[What the task asks]
Return every line of the material below that contains the word "parked", matching its case exactly.

### Data records ###

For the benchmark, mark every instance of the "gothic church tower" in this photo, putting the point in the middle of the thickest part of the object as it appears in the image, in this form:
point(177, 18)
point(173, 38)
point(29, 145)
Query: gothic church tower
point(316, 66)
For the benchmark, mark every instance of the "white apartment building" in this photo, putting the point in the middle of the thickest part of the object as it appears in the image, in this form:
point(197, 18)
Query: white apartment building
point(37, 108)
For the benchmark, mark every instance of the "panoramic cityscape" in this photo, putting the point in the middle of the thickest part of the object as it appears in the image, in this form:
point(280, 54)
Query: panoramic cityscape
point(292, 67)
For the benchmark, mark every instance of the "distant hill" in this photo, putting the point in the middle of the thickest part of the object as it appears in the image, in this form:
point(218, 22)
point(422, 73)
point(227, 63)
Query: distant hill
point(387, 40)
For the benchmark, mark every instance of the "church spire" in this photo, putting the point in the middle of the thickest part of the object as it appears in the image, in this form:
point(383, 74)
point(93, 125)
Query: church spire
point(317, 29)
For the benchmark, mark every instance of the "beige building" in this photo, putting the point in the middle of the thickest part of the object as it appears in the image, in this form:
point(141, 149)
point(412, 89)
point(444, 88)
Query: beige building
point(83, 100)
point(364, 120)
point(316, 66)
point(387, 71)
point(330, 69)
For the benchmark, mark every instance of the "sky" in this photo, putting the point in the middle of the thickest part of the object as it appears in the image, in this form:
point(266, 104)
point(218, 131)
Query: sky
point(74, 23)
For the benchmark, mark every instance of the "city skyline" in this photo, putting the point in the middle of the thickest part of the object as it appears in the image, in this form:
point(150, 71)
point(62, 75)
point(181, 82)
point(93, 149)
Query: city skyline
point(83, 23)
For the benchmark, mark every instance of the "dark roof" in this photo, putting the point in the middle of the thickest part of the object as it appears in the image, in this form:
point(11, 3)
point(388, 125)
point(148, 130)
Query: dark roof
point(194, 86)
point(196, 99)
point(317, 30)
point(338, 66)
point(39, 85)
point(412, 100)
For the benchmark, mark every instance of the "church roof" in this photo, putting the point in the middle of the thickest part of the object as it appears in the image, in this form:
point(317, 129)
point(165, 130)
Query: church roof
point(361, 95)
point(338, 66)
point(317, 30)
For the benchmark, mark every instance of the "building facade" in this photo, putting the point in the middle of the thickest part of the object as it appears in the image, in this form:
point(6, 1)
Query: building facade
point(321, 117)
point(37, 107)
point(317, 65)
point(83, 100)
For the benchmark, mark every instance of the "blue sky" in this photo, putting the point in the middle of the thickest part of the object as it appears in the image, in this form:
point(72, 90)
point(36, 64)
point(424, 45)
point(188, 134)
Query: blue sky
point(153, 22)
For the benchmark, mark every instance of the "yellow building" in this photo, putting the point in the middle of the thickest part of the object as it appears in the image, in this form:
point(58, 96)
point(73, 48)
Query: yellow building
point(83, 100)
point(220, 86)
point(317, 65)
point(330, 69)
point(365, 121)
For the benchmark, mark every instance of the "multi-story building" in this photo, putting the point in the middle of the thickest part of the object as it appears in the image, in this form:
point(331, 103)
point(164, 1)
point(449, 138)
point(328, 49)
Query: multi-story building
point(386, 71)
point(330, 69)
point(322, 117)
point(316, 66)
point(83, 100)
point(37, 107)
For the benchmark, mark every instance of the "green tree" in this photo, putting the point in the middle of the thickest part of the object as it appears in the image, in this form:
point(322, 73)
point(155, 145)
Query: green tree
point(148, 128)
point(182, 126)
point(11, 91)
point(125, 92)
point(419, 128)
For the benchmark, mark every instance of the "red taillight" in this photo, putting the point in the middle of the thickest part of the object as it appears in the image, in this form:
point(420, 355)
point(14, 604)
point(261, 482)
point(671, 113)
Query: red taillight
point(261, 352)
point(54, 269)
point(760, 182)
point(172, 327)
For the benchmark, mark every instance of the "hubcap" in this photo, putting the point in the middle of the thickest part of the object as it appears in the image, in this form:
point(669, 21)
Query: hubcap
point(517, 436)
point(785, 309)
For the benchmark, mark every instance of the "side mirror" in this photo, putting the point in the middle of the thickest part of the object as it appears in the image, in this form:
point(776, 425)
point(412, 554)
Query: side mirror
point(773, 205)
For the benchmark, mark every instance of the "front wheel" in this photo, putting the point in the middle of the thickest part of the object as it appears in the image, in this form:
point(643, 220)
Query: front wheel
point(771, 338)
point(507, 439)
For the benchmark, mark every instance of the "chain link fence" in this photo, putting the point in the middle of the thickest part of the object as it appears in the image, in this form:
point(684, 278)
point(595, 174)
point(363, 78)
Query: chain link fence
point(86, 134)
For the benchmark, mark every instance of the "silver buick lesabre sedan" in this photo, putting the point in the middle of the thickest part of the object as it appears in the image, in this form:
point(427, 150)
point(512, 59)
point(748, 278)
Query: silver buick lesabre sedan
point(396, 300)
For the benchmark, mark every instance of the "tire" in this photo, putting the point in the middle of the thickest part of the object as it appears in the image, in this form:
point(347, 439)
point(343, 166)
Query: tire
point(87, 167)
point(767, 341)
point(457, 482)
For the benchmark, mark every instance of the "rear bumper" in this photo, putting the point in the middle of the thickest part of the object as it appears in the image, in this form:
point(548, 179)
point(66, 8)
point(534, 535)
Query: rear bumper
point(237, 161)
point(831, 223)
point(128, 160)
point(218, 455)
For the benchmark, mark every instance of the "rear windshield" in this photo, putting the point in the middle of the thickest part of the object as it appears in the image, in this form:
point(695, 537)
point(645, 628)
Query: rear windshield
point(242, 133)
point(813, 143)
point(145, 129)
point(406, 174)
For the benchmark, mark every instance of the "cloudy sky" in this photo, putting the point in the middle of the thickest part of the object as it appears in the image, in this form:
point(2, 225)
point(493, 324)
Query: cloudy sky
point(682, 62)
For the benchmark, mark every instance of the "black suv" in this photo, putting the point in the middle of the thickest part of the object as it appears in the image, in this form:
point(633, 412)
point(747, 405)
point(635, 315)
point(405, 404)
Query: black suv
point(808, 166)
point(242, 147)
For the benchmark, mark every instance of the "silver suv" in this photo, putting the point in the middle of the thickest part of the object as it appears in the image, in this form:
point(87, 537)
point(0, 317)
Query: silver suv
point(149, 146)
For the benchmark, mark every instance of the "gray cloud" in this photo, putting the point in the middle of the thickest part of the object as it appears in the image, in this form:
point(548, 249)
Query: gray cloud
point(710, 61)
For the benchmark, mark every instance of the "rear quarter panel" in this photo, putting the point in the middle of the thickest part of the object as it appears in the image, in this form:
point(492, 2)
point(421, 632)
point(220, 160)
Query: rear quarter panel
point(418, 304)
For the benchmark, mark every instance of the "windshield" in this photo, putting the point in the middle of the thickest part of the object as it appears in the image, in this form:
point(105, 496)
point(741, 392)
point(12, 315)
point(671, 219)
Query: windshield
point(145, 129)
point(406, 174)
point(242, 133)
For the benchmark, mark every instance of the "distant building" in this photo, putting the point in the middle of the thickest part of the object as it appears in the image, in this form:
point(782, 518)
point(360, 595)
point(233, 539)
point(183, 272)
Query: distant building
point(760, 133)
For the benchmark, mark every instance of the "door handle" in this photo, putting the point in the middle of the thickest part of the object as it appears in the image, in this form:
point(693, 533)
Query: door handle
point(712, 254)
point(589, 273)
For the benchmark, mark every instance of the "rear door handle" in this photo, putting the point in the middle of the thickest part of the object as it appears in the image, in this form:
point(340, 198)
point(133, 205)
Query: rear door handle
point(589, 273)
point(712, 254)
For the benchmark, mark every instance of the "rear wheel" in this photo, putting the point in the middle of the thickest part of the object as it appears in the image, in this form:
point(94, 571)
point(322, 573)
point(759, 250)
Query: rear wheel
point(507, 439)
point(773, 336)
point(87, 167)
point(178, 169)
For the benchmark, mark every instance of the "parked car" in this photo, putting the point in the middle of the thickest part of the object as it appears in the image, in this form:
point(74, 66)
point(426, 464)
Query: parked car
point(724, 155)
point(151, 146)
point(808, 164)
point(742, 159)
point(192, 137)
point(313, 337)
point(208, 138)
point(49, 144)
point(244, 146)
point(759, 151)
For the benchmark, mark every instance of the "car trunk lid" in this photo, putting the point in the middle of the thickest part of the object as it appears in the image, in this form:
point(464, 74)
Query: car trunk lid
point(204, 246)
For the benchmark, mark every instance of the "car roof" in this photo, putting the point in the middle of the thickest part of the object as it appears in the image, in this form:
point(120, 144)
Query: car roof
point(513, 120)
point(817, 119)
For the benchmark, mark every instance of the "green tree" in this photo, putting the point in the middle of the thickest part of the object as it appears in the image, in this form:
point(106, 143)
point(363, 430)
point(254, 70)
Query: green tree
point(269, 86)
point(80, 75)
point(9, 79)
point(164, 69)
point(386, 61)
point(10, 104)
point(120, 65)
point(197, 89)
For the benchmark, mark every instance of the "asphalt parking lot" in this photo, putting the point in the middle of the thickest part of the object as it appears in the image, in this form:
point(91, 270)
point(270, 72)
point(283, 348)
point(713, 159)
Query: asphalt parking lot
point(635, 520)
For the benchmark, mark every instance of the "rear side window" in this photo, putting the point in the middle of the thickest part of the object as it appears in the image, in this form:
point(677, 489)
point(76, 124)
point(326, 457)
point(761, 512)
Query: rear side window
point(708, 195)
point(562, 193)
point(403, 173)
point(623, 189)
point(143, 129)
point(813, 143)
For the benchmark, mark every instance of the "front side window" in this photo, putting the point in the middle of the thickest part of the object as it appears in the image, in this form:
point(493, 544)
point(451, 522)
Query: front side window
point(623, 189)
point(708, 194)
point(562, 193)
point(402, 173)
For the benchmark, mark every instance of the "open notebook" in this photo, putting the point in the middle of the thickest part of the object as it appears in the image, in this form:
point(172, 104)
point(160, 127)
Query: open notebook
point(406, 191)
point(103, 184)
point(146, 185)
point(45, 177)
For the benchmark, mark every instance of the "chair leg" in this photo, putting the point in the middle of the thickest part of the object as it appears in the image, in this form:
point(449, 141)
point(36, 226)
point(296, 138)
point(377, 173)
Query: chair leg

###

[Result of the task]
For the benchmark, mark every instance of the "parked car" in this photo, putting the point in the middle of the thickest part of the object as it appears in the image, in this form:
Query: parked car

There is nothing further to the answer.